(TASK TO COMPLETE):
Output nothing but the lines from the line with "Please locate the wooden gazebo" through the end of the listing below, both ends included.

(SOURCE DATA):

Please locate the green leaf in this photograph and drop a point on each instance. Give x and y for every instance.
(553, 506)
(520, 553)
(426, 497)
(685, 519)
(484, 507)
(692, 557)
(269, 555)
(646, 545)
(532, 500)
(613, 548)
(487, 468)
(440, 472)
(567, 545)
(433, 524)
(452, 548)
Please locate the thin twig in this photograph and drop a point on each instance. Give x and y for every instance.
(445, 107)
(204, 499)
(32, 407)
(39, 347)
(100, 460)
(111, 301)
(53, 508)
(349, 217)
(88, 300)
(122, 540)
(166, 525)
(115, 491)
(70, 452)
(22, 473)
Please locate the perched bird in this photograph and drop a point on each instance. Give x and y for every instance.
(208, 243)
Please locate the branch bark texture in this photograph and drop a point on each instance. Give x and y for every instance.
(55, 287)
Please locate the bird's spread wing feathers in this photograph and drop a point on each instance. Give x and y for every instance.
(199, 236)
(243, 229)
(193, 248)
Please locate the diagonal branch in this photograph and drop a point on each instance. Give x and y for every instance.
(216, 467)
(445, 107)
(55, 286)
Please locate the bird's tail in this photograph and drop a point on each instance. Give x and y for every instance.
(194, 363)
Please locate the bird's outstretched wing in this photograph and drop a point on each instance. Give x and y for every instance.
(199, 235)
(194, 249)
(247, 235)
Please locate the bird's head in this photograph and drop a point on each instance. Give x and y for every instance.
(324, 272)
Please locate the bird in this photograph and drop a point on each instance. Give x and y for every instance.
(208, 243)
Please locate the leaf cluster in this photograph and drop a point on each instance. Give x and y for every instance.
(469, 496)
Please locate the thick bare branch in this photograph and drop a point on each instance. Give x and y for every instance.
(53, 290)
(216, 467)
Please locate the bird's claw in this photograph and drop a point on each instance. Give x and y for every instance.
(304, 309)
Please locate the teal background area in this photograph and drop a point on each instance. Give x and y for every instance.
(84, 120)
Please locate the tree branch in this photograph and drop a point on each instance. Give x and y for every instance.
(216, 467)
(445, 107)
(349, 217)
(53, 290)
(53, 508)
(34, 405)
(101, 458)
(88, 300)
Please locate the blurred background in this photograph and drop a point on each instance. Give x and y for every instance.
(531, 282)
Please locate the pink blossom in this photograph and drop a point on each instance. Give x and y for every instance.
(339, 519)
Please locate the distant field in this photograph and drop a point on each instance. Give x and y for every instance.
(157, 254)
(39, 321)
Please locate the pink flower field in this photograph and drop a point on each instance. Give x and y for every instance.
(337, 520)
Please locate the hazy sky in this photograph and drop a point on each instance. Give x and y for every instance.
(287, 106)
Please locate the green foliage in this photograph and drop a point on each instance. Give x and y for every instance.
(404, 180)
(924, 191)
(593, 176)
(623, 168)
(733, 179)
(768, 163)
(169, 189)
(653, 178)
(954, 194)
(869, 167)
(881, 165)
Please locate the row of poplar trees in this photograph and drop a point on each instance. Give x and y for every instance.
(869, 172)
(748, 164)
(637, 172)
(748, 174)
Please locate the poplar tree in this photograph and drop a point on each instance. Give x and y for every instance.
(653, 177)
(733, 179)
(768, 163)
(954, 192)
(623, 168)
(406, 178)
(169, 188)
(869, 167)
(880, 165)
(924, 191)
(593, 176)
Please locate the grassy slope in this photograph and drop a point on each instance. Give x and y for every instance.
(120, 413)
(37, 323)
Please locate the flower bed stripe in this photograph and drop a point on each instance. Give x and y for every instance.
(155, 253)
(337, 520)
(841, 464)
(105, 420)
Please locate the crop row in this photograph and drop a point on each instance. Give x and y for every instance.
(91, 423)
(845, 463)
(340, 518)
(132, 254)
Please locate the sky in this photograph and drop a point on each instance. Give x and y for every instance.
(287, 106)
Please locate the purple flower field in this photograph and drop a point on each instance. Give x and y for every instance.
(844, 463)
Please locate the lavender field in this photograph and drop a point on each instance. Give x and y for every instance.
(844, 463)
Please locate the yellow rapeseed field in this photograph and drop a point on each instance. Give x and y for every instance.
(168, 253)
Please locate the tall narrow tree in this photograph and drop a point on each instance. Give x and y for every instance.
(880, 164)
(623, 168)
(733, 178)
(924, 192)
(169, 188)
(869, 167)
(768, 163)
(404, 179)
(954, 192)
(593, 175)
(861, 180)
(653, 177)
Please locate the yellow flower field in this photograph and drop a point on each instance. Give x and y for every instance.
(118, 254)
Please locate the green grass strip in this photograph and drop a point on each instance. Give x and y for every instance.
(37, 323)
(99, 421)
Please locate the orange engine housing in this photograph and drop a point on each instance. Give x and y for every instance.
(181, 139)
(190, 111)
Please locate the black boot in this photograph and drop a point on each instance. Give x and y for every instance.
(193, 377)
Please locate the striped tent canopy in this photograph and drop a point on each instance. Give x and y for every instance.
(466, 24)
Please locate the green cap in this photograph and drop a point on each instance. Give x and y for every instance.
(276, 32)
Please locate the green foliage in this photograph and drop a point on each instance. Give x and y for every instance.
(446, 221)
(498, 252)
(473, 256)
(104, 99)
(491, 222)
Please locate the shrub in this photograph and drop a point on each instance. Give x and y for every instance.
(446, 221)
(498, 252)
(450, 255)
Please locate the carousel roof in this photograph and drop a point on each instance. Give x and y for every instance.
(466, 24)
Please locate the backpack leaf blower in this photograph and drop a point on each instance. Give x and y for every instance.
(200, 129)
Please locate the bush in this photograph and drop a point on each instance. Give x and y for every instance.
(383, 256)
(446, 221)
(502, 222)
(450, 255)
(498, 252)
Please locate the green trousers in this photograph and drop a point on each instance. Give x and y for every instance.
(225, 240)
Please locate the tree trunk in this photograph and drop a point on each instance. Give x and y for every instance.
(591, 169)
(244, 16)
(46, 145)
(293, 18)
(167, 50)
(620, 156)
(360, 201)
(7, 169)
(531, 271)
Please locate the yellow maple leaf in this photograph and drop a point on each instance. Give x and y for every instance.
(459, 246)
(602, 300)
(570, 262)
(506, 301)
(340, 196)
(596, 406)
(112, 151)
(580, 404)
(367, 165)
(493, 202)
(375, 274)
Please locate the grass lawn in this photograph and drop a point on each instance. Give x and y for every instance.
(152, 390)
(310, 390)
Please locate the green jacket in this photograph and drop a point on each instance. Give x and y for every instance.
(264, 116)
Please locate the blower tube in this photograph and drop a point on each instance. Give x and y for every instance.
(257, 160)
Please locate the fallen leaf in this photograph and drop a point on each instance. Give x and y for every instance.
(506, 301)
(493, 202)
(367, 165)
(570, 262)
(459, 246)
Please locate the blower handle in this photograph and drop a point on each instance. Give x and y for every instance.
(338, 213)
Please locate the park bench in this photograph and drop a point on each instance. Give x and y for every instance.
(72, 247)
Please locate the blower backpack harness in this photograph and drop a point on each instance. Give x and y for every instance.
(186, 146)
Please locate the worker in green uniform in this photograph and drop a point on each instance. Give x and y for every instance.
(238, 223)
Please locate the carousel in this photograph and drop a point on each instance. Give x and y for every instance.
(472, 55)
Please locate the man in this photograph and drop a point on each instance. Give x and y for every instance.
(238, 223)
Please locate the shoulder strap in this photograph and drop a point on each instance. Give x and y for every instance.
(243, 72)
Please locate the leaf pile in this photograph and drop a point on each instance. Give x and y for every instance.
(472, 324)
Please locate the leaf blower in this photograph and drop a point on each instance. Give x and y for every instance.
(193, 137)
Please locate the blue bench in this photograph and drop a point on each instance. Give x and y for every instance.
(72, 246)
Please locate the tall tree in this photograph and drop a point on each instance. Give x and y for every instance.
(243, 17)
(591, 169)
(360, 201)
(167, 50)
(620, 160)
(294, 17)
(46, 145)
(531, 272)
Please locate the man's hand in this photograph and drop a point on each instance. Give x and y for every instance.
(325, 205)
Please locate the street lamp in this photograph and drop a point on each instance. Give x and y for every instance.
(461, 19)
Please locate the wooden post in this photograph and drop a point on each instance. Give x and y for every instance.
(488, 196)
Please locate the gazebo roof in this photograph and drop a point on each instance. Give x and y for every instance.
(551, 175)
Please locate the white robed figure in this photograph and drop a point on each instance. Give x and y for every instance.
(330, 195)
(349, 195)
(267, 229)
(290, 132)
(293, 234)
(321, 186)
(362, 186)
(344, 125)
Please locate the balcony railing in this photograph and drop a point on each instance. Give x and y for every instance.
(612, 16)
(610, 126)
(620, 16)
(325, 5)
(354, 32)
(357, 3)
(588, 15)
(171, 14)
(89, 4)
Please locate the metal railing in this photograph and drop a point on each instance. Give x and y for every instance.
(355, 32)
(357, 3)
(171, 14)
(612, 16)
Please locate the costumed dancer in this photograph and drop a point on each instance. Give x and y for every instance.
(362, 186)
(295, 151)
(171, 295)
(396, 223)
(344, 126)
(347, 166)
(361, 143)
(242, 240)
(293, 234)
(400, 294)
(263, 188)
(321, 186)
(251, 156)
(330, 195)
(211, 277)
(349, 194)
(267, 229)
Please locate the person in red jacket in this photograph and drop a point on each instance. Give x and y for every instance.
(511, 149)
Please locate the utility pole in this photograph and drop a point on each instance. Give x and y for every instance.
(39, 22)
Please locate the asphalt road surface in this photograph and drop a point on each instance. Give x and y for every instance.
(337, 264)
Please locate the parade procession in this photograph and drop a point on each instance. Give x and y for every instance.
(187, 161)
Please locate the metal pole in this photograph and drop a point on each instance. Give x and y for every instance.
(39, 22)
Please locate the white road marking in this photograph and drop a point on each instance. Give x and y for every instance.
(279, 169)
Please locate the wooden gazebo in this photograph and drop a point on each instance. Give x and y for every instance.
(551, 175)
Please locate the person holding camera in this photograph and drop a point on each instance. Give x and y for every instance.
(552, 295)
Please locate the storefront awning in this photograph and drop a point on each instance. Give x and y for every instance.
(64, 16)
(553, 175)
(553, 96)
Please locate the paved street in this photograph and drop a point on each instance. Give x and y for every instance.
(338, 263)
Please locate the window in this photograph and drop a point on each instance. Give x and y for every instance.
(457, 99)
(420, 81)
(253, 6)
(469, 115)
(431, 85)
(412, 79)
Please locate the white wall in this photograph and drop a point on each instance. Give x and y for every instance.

(ANSWER):
Please locate the wooden gazebo in this photograph and drop a point on each instance. Give x and y for every instance.
(551, 175)
Please locate the person holding camera in this photograph and drop a point on each instance. Give x and y for every instance.
(552, 295)
Please locate the storefront awning in this photograph and drop a point on each instance. Give x and y for every instance.
(64, 16)
(553, 175)
(553, 96)
Please locate the paved street in this photograph and drop a point on each instance. Give x and y for every instance.
(338, 263)
Please locate the window in this photograph and drop a point on each instance. Give x and y for every instance.
(457, 99)
(420, 81)
(253, 6)
(469, 115)
(431, 85)
(412, 79)
Please locate the white wall in this photograph and drop a point on each instance. Give x and y for every instance.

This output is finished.